• **TASK INSTRUCTIONS**: Gather, from the listing beneath this task, every line holding the string "sock".

• **PROVIDED RECORDS**:
• • • • •

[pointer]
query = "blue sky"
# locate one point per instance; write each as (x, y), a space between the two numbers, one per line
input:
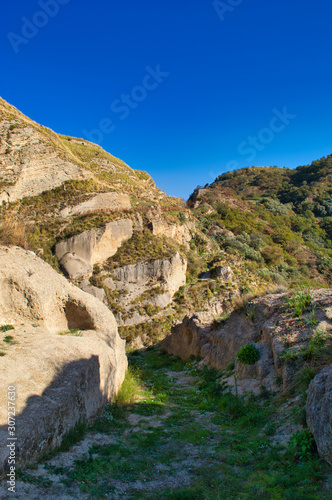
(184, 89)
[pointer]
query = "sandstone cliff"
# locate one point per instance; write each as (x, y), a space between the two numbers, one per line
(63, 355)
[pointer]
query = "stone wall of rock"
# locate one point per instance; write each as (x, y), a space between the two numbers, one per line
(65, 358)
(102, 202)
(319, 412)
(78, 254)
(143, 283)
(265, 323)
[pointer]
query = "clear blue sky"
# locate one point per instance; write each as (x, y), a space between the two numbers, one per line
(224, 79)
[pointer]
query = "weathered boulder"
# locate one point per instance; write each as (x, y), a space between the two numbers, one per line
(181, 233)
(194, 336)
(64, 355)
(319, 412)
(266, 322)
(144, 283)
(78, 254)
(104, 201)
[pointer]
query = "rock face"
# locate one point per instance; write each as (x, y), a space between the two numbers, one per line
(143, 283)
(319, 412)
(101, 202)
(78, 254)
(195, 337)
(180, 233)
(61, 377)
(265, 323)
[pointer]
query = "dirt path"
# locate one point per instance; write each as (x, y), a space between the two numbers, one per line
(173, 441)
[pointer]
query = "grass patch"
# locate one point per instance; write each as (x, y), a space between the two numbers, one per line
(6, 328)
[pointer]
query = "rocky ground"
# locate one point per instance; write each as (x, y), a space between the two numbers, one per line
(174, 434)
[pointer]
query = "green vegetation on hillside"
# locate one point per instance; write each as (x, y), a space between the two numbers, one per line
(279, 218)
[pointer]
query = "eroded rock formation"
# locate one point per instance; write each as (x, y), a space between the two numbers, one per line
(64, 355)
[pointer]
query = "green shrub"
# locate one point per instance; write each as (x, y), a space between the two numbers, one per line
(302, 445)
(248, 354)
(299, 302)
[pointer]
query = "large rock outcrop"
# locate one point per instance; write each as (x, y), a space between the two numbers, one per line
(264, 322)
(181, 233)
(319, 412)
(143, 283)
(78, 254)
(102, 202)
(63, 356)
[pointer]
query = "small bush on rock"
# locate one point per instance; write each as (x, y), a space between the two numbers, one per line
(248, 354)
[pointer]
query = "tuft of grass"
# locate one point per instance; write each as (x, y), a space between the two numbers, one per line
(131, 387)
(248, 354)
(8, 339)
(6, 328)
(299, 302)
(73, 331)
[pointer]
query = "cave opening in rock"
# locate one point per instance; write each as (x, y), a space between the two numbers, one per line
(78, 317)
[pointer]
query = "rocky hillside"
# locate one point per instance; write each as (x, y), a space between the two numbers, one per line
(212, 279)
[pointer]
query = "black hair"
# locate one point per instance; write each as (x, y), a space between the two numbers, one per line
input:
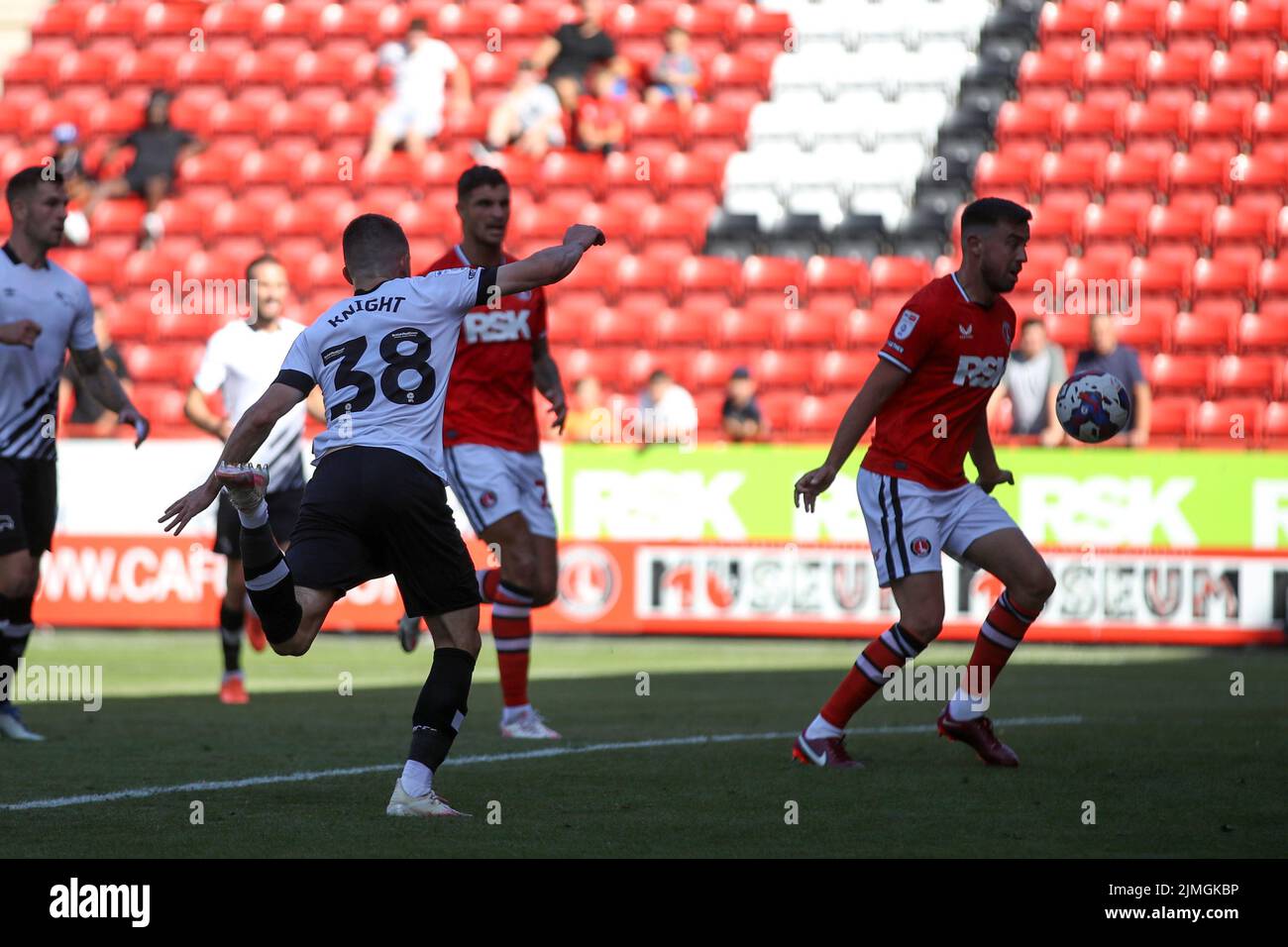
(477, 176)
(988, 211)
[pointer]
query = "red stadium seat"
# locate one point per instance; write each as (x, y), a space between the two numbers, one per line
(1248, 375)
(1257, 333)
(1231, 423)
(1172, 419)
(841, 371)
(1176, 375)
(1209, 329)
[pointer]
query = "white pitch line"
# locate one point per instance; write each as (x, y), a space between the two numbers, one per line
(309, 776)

• • • • •

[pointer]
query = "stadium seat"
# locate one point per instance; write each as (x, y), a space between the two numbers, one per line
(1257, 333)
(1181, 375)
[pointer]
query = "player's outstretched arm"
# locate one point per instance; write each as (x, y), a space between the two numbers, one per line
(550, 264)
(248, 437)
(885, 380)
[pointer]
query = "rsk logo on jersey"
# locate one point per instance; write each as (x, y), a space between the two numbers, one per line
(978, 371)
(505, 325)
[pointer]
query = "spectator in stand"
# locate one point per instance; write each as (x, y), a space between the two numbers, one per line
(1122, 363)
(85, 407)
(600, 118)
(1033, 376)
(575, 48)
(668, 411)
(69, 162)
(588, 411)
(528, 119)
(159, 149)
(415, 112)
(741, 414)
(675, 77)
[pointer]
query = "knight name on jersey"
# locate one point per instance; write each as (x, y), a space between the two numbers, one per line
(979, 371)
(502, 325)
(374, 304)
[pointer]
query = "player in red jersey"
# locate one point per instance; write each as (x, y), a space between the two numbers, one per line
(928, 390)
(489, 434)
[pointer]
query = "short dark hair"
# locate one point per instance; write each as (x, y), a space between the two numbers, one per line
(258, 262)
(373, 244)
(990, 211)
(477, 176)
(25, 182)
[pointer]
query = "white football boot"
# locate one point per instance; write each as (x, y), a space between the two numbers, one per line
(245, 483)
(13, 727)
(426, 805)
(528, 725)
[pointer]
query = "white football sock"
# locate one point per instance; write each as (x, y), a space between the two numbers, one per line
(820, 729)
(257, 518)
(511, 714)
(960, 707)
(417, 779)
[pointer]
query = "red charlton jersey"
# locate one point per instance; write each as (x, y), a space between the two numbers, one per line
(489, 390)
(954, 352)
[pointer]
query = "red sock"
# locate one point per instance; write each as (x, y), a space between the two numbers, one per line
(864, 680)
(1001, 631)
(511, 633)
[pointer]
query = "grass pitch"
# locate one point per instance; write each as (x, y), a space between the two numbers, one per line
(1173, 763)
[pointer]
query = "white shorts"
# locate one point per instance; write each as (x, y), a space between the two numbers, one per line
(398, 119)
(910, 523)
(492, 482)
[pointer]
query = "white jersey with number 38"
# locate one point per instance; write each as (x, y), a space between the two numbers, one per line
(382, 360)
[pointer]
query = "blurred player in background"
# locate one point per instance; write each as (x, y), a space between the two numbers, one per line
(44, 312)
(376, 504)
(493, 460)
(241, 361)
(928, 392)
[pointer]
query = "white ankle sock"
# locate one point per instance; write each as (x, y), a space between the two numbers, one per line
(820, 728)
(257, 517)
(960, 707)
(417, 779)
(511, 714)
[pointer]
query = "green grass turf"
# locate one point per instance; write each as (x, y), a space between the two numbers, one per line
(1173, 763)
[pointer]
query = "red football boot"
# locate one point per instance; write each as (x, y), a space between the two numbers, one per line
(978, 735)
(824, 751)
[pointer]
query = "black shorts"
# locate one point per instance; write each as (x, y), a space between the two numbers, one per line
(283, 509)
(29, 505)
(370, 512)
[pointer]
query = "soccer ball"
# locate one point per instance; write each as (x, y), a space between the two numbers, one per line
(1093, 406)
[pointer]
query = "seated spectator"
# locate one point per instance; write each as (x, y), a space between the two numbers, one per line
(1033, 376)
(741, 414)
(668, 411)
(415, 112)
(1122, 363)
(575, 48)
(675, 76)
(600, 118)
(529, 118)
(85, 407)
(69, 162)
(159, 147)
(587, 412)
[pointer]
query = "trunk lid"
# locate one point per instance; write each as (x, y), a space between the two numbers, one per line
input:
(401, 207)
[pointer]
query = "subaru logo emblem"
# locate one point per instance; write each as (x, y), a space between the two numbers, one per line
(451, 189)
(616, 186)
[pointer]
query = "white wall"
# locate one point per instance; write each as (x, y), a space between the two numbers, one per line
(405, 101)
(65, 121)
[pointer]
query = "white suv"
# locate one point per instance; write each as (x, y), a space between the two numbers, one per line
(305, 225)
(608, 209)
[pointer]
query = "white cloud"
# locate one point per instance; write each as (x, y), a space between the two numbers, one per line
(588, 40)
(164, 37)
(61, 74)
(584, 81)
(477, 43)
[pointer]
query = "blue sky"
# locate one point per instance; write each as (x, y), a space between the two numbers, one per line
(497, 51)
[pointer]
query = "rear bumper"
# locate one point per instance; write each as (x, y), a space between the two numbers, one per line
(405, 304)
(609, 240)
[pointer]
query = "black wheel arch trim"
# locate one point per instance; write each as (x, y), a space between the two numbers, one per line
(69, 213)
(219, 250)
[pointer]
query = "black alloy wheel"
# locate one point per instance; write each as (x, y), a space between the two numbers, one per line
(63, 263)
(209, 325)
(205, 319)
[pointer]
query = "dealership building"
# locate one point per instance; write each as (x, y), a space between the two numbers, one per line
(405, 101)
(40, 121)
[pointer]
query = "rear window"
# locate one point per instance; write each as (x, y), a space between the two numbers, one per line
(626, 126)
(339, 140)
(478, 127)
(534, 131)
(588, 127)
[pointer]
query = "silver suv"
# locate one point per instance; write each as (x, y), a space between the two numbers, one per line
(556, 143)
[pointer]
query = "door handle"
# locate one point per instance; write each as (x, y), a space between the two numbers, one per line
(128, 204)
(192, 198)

• • • • •

• **RESPONSE AREA**:
query = "white football sock"
query = "red sock"
query = "white ankle sock"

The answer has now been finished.